-- Begin DATA EXCERPTS --

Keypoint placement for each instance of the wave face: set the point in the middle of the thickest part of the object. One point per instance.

-- End DATA EXCERPTS --
-- Begin DATA EXCERPTS --

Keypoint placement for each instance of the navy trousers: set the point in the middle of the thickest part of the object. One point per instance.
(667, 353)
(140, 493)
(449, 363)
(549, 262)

-- End DATA EXCERPTS --

> _EXERCISE_: Count the lines of the records that contain the string "middle", matching case exactly. Reply with the number only.

> _EXPECTED ANSWER_: 2